Records supplied Start Marker

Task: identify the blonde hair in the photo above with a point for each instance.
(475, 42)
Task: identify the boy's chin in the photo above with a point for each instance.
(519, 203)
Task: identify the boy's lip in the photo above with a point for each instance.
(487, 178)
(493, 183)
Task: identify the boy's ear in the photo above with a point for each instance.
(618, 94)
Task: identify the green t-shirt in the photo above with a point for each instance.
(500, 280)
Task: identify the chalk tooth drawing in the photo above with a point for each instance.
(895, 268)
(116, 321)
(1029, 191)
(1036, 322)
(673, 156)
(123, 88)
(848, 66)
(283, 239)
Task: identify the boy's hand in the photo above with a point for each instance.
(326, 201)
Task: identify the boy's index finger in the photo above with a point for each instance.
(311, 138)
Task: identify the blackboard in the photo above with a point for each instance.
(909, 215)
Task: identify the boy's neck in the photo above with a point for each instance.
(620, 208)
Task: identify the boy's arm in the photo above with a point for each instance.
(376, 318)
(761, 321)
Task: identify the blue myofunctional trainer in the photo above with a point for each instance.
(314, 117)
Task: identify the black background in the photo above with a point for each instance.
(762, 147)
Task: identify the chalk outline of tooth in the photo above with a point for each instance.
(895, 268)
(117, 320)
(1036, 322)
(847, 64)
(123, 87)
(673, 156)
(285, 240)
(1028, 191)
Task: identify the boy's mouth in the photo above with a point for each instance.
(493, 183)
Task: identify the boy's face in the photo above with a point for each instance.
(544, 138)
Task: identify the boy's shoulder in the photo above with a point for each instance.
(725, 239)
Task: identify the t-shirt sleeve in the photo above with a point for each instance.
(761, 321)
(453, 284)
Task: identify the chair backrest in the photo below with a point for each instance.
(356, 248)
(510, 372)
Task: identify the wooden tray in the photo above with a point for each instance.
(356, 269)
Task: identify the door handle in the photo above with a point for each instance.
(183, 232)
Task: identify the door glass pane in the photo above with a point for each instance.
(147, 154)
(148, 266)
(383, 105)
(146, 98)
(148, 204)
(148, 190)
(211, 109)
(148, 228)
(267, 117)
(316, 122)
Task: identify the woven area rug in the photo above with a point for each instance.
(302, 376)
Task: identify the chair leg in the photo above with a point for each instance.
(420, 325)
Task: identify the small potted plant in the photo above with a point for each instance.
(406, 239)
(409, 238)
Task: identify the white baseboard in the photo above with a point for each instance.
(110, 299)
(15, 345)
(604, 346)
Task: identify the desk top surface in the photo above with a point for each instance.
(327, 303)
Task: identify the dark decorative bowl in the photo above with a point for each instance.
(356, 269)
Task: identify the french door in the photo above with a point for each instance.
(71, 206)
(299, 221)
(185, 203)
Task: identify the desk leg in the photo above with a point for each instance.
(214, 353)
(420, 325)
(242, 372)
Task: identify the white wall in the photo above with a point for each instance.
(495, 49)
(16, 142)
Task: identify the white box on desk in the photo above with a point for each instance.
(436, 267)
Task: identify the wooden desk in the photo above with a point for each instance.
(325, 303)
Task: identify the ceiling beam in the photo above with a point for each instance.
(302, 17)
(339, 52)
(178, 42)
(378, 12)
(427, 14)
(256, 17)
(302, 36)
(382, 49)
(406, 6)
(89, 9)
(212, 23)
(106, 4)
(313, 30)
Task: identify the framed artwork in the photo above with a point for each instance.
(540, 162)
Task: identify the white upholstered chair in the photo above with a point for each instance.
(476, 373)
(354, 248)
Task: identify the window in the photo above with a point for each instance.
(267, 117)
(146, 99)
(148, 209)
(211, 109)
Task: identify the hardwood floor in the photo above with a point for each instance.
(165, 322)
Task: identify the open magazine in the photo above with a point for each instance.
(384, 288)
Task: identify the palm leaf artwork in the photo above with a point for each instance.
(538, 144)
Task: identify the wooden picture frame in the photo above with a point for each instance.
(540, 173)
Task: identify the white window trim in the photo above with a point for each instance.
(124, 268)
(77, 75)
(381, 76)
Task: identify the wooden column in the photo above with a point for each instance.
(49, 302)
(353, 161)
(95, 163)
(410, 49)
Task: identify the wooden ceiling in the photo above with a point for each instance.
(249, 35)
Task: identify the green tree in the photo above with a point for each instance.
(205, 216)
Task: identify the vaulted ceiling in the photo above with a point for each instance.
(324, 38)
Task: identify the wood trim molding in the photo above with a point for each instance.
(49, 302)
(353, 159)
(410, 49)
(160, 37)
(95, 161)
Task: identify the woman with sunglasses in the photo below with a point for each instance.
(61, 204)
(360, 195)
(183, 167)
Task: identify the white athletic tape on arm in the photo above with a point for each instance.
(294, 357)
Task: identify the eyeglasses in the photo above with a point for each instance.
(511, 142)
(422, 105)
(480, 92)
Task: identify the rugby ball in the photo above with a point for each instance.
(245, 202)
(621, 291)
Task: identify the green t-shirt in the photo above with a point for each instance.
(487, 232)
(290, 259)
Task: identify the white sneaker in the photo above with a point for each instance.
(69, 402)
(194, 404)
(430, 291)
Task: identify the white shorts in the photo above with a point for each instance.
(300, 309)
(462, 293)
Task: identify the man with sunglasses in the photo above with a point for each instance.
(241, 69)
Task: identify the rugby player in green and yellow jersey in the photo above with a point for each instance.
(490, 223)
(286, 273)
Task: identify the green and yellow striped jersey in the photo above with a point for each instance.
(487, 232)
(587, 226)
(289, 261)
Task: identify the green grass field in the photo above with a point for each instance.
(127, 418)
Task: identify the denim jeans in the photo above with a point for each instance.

Records supplied End Marker

-- Task statement --
All lines from the records above should be copied exactly.

-- Result for this task --
Task: identify the blonde hair in the photo above with a point for each instance.
(475, 42)
Task: identify the boy's chin in the photo above with a point for each instance.
(519, 203)
Task: identify the boy's lip in the photo above with a point for each instance.
(487, 178)
(493, 183)
Task: identify the boy's ear in the photo above with a point for each instance.
(618, 94)
Task: identify the green t-shirt in the photo above with a point for each instance.
(500, 280)
Task: identify the chalk tooth drawing in the photo above with a point for each instance.
(895, 268)
(116, 321)
(1029, 191)
(1036, 322)
(673, 156)
(123, 88)
(848, 66)
(283, 239)
Task: identify the boy's hand in the photo above with a point for each instance.
(326, 201)
Task: identify the boy's index finger in the photo above with a point for each instance.
(311, 138)
Task: identify the blackboard in the photo above with a point for each instance.
(909, 215)
Task: identify the boy's neck in the photo above with a point for each instance.
(620, 208)
Task: identify the boy's arm in the photo above with a point for each instance.
(376, 318)
(761, 321)
Task: identify the blue myofunctional trainer in the photo above with a point for each instance.
(314, 117)
Task: identify the black background in the photo above with a point for each instance.
(762, 147)
Task: identify the chalk outline of tooth in the photo above with a point for each instance.
(895, 268)
(117, 320)
(1036, 322)
(847, 64)
(123, 87)
(673, 156)
(285, 240)
(1028, 191)
Task: identify the boy's mouth in the photo above with a point for each instance.
(493, 183)
Task: identify the boy's face in the photo above with a point for each instance.
(544, 138)
Task: identify the boy's shoulder in the photo above with a point for each instance.
(725, 239)
Task: identify the t-shirt sleeve in the photo above with a point for each instance.
(761, 321)
(453, 284)
Task: identify the chair backrest in the photo below with a point for each instance.
(356, 248)
(510, 372)
Task: identify the wooden tray in the photo above with a point for each instance.
(356, 269)
Task: identify the door handle in the photo above with a point for each instance.
(183, 232)
Task: identify the door glass pane in the photo above with a point for each instance.
(147, 154)
(148, 266)
(383, 105)
(146, 98)
(148, 204)
(148, 190)
(211, 109)
(148, 228)
(267, 117)
(316, 122)
Task: identify the woven area rug in the photo above with a point for each instance.
(302, 376)
Task: identify the chair leg in the photo above with a point for each instance.
(420, 325)
Task: identify the small potted plant in the photo above with a point for each instance.
(406, 239)
(409, 238)
Task: identify the white baseboard in the photo above with a point for each instance.
(110, 299)
(15, 345)
(604, 346)
Task: identify the desk top surface in the photo above with a point for each instance.
(327, 303)
Task: identify the dark decorative bowl in the photo above with a point for each instance.
(356, 269)
Task: identify the french door in the photo above with a point for each instance.
(71, 206)
(299, 221)
(185, 203)
Task: identify the desk leg in the photo above with a point for each instance.
(214, 353)
(420, 325)
(242, 372)
Task: identify the white wall in the photo above with a point for each instance.
(495, 49)
(16, 142)
Task: identify the white box on desk in the photo above with a point for each instance.
(436, 267)
Task: identify the wooden desk in the photo above with a point for each instance.
(325, 303)
Task: identify the ceiling beam in the photo above with a point for each instance.
(302, 17)
(339, 52)
(178, 42)
(378, 12)
(427, 14)
(256, 17)
(302, 36)
(382, 49)
(406, 6)
(89, 9)
(212, 23)
(106, 4)
(313, 30)
Task: identify the framed artwork in the photo above with a point for each instance.
(540, 162)
Task: identify the white upholstered chair in the photo above with a point for each instance.
(476, 373)
(354, 248)
Task: identify the window in the photo above with a point for each instance.
(267, 117)
(146, 99)
(148, 209)
(211, 109)
Task: identify the hardwood floor in the photo above with a point for each instance.
(165, 322)
Task: identify the open magazine in the photo above with a point for each instance.
(384, 288)
Task: identify the palm leaf artwork in the photo above with a point for each instance.
(538, 144)
Task: identify the wooden picture frame in the photo above with a point for each instance.
(540, 173)
Task: identify the white window trim in the photo above with a point for each instance.
(124, 268)
(77, 75)
(381, 76)
Task: identify the wooden column in the photo above with a point for each instance.
(49, 302)
(353, 161)
(95, 163)
(410, 49)
Task: identify the wooden ceiling in the photo above with a point for each instance.
(249, 35)
Task: identify the green tree in the photo above with a point for each instance.
(205, 216)
Task: identify the vaulted ceiling in the photo above with a point for each instance.
(324, 38)
Task: identify the wood trim molding in the photo above with a point for each instance.
(49, 302)
(353, 159)
(410, 49)
(160, 37)
(95, 161)
Task: identify the woman with sunglasses in the photo below with a point for each instance.
(61, 204)
(360, 195)
(183, 167)
Task: identify the white athletic tape on arm in the photo above with a point for each instance.
(294, 357)
Task: identify the eyeglasses in the photo above with a point for each instance.
(511, 142)
(422, 105)
(480, 92)
Task: identify the rugby ball in the photo above with a point for each instance.
(245, 202)
(621, 291)
Task: identify the green t-shirt in the photo above with a point for each instance.
(487, 232)
(290, 259)
Task: identify the white sneaker in the photo above with a point for each instance.
(69, 402)
(194, 404)
(430, 291)
Task: identify the white shorts in the photo above with a point for each instance.
(300, 309)
(462, 293)
Task: identify the man with sunglasses in the photo above with a point for each instance.
(241, 69)
Task: identify the rugby player in green and yellow jersey in the photo above with a point for each instance.
(490, 223)
(286, 273)
Task: identify the green and yellow striped jersey in the photo above with a point for each instance.
(487, 232)
(587, 226)
(289, 261)
Task: identify the green grass field in the photo above with a point for each instance.
(127, 418)
Task: identify the denim jeans in the photo above with a point for each instance.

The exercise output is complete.